Y qué bueno que he llegado a este punto, porque aún no había dicho que la señora Valero incluso había tomado un curso de memorización por correspondencia, ya que defendía la tesis –nada errada, por lo demás- que a la gente le gusta que recordemos sus nombres. Así pues, cuando la amiga se acercó a ella empujando su carrito, la señora Valero se dijo a sí misma: “Mira nada más quién viene ahí… Ahí viene…”. Hasta que por fin se acordó: “¡Roxana!”. Uf, justo a tiempo.

-¡Catalina! –chilló la otra.



Y era verdad: la señora Valero se llamaba Catalina.

-¡Catalina, qué gusto! ¿Qué te has hecho, mujer? ¡Mira dónde te encuentro! ¡Y cuánto tiempo sin vernos! Pero, ¿estás bien, verdad?

Cuando Catalina Valero escuchó esta pregunta, sintió que el corazón le dio un vuelco, o algo así.

-Sí, sí, estoy bien –dijo carraspeando un poco-. Creo que estoy bien. ¿Por qué me lo preguntas? ¿Es que me ves mal?

-Te veo muy pálida –respondió la otra.

Lo que no dijo Roxana fue que la que andaba mal era ella: de la vista. De un tiempo a la fecha, a todo mundo veía pálido. Pero bastó esta seca afirmación para que a la señora Valero empezaran a sudarle las manos y a temblarle las piernas. Al salir del supermercado ya le falta el aire.

Escribió una vez Xavier de Maistre (1763-1852): “¿No vemos todos los días personas que se creen enfermas porque no se han afeitado la barba o porque cualquiera tiene la ocurrencia de encontrarles aspecto enfermo y decírselo?” (Viaje alrededor de mi cuarto, 41). Pues bien, la señora Valero era una de estas personas.

> PROBLEMA PLANTEADO
Prosiga el relato sobre la señora Valero a partir de la última oración mostrada. Las filas no resultan necesarias para resolver lo solicitado.

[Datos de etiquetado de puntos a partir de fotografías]
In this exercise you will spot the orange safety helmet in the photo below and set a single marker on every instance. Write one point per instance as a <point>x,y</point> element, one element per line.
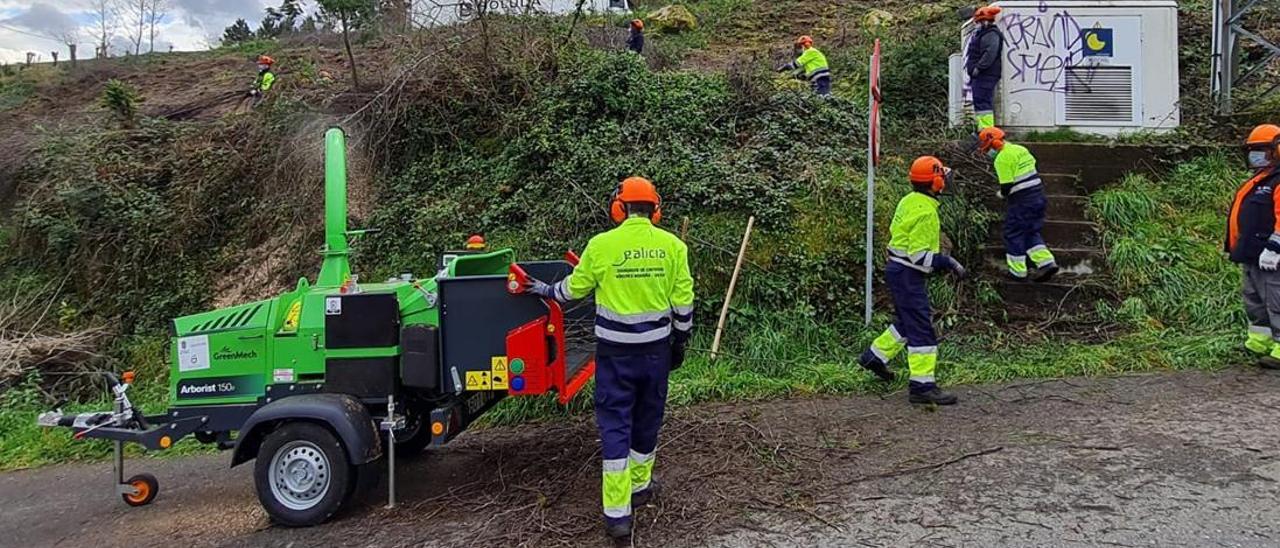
<point>991,138</point>
<point>630,191</point>
<point>986,13</point>
<point>1264,138</point>
<point>929,170</point>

> RESPUESTA AL PROBLEMA
Y cuando regresó a su casa conduciendo sufrió un ligero desmayo en el camino, lo que le valió que se estampara contra un poste.

-¡Dios mío! ¡Qué mal me siento! Estoy pálida, parezco hecha de cera. ¡Ay, me ahogo! ¡Una ambulancia, por favor!

Y no es que hubiese estado mal: en realidad, nunca había estado tan bien; es que alguien le había dicho que se veía mal, y eso bastó para desencadenar la tragedia. ¡Después del choque con el poste vaya que se puso mal!

Conste que la historia que aquí cuento es historia de la vida real. ¡Ah! ¿Tanto puede alterar nuestra vida la opinión de los demás?

Cada vez que veo de lejos a la señora Valero, siento por ella una gran ternura. ¡No sabe hasta qué punto se ha abandonado, sin querer, o quizá queriéndolo, a la voluntad ajena!